#### [WRITTEN REQUEST]
How many lines in the rows below contain the word "jersey"? Reply with the number only.

★ ★ ★

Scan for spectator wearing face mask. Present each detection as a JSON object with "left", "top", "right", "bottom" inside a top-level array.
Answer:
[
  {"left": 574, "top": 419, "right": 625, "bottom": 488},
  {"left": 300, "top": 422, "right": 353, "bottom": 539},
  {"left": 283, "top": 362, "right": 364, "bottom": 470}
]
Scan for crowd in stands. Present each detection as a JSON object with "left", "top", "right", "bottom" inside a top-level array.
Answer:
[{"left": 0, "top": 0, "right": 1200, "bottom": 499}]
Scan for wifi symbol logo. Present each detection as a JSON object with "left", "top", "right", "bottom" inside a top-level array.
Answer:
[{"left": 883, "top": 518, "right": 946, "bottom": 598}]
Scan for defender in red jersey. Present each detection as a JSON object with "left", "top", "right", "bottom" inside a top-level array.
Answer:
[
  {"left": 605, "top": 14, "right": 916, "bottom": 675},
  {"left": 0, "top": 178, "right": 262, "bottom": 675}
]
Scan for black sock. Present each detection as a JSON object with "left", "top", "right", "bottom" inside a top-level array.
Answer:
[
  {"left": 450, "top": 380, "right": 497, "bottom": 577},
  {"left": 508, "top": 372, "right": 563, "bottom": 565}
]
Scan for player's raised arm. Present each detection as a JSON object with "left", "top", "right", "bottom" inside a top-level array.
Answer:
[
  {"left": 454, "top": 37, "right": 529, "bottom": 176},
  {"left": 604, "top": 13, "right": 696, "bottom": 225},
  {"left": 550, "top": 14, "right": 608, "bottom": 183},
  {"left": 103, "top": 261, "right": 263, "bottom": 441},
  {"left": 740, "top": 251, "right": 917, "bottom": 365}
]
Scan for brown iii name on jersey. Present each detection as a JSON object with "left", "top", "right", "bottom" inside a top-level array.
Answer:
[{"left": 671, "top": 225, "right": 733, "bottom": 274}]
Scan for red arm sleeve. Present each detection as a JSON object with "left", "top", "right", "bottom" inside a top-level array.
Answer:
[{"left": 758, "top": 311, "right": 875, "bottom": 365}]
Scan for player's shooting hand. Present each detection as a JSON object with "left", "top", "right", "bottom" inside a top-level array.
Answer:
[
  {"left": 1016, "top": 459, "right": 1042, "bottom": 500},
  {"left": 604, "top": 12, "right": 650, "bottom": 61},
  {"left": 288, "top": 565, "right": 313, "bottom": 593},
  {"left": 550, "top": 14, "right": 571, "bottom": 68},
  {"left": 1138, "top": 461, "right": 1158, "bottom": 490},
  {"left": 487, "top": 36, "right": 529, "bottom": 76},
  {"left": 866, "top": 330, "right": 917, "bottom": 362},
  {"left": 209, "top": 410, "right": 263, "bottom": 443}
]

★ ★ ★

#### [THE RESULT]
2